> _DOCUMENT SECTION_:
····················

Hurricanes can have a major impact on certain commodities depending where they hit. However, keep in mind that the commodity markets usually have factored in potential hurricane damage before a hurricane hits. Past commodity futures market reactions to hurricanes are no guarantee of similar responses to hurricanes in the future.
Hurricanes in the Gulf of Mexico can cause the many crude oil and natural gas platforms to be evacuated. This lack of production and potential for hurricane damage can send crude oil futures, natural gas futures, heating oil futures and unleaded gas futures prices violently higher. Hurricanes that threaten actual refinery areas in Mexico, Texas and Louisiana also can cause huge price volatility in energy futures, especially the refined products such as unleaded gas futures and heating oil futures prices. Refining capacity in the US is very limited because a new refinery has not been built in over 30 years.
If hurricane damage occurs in a major shipping location such as the Mississippi Delta area any commodities that are being shipped or stored in the area may be affected. Soybean futures, corn futures and wheat futures prices are sometimes affected by shipping delays and coffee futures by storage facility damage.

····················

> _EXTRACTED INFORMATION_:
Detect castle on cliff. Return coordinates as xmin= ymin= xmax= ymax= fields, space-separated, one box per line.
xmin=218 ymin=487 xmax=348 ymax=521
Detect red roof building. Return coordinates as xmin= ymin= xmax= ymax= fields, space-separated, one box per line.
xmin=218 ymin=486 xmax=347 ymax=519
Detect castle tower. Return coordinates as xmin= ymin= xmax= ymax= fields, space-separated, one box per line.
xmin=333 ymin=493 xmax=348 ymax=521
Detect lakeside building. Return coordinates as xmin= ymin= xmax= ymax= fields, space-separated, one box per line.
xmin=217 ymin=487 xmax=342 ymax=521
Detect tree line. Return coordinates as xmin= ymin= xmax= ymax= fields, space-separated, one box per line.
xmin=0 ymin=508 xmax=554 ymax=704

····················

> _DIRECTIVES_:
1. Please list every type of commodity futures named in the hurricane passage above.
2. According to the hurricane passage, why is refining capacity in the US very limited?

> _SOLUTIONS TO THE EXERCISE_:
1.
- Crude oil futures
- Natural gas futures
- Heating oil futures
- Unleaded gas futures
- Soybean futures
- Corn futures
- Wheat futures
- Coffee futures

2. A new refinery has not been built in over 30 years.